_Texto_
A flexibilização da política de sangue e hemoderivados pode ferir a soberania nacional e abrir precedentes para comercialização irrestrita de tecidos humanos

Exame de sangue -  (crédito: Hush Naidoo Jade Photography/Unsplash)
Exame de sangue - (crédito: Hush Naidoo Jade Photography/Unsplash)
postado em 09/10/2023 06:00

FÁTIMA DE SOUSA, professora associada do Departamento de Saúde Coletiva da Faculdade de Ciências da Saúde da Universidade de Brasília

A Proposta de Emenda à Constituição nº10/2022, conhecida como PEC do Plasma, pretende retirar da Constituição Federal a garantia de que a coleta, manipulação e distribuição de sangue e seus derivados, como o plasma humano, seja de caráter exclusivo do estado. Caso seja levada a cabo por interesses de mercado, representa um retrocesso de décadas, desconsiderando uma luta histórica e a superação de um passado amargo.

Trata-se de uma volta ao passado, que vai de encontro ao Sistema Único de Saúde e a Constituição Federal de 1988, que traz em seu artigo 199 a vedação da comercialização do sangue e seus derivados. O sangue humano ao longo da década de 1970, era uma mercadoria como outra qualquer, sendo armazenada por bancos públicos e privados, que na maioria das vezes não mantinham padrões laboratoriais de coleta, armazenamento e manuseio desse material.

Dados armazenados:
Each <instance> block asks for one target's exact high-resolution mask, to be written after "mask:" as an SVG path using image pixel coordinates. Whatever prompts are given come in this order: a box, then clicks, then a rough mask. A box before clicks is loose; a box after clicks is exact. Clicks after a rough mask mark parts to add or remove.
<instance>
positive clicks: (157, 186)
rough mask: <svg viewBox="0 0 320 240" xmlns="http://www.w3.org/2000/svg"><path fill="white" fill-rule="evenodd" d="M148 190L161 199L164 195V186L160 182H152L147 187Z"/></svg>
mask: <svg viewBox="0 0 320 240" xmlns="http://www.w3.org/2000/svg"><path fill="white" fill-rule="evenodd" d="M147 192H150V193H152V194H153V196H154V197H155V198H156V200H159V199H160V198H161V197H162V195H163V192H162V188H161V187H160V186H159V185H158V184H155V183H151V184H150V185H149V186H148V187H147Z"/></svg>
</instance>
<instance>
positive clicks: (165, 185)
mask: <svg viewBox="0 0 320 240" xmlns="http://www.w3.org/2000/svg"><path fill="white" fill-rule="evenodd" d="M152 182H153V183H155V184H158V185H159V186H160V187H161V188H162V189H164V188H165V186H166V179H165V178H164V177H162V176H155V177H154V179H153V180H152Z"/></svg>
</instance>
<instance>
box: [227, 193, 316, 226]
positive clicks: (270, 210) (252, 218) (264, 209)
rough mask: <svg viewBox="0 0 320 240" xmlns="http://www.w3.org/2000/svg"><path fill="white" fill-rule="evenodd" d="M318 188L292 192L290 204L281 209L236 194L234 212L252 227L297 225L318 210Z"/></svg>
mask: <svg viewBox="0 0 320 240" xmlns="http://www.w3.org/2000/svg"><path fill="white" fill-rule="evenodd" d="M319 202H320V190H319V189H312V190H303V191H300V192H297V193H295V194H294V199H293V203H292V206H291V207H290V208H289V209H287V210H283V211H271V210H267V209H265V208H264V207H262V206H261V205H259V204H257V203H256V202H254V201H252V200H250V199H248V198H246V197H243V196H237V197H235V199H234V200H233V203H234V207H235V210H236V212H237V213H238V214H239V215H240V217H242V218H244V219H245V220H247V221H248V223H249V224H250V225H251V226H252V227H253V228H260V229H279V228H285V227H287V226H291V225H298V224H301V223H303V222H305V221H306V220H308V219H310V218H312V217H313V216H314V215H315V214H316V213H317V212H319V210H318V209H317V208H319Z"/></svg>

_Tarefa 1_
Diga se cada afirmação concorda com o texto sobre a PEC do Plasma: (a) a Proposta de Emenda à Constituição nº10/2022 é chamada de PEC do Plasma; (b) o artigo 199 da Constituição Federal de 1988 permite a comercialização do sangue e seus derivados; (c) na década de 1970, o sangue humano era armazenado somente por bancos públicos. Responda sim ou não a cada uma e cite as palavras do texto que decidem.
_Tarefa 2_
Continue o texto sobre a PEC do Plasma a partir da última frase apresentada.
Os dados são um material à parte e não têm ligação com o texto sobre a PEC do Plasma.

_Resultado da tarefa 1_
(a) Sim: "conhecida como PEC do Plasma".
(b) Não: "traz em seu artigo 199 a vedação da comercialização do sangue e seus derivados".
(c) Não: "sendo armazenada por bancos públicos e privados".

_Resultado da tarefa 2_
Mais que isso, não eram raros os episódios de contaminação por sífilis, hepatites e outras doenças devido a falta de análise e fiscalização para detecção de doenças. A venda de sangue ficava reservada para as populações mais vulnerabilizadas, que faziam do próprio corpo matéria prima de sobrevivência frente à desigualdade e falta de acesso. Cerca de 70% do sangue coletado e armazenado eram provenientes dos bancos de sangue privados

A pandemia de Aids nos anos 1980 impactou fortemente essa estrutura de comércio de sangue, já que milhares de pacientes se contaminaram com o vírus a partir desse cenário, acendendo o alerta nos movimentos de reforma sanitária sobre a necessidade de uma política de Estado para o sangue e seus derivados. A garantia da não comercialização do sangue, assim como de nenhum outro tecido humano, foi uma vitória do Movimento Sanitário Brasileiro, que pela ação de diversas forças e atores resguardaram a população de interesses de mercado, primando na Constituinte pela soberania nacional ao delegar à Empresa Brasileira de Hemoderivados e Biotecnologia o controle e processamento de sangue humano.

O retrocesso representado pela PEC 10 vem sendo objeto de preocupação de entidades e movimentos ligados à saúde pública e defesa do SUS. O Conselho Nacional de Saúde chamou atenção para os perigos da PEC desde o início de sua tramitação, fazendo uma recomendação em abril de 2023 ao Congresso Nacional pelo arquivamento da PEC, e para o Ministério da Saúde, pelo fortalecimento da Hemobras. Uma moção de repúdio à PEC também foi deliberada por milhares de pessoas na 17ª Conferência Nacional de Saúde, em julho deste ano.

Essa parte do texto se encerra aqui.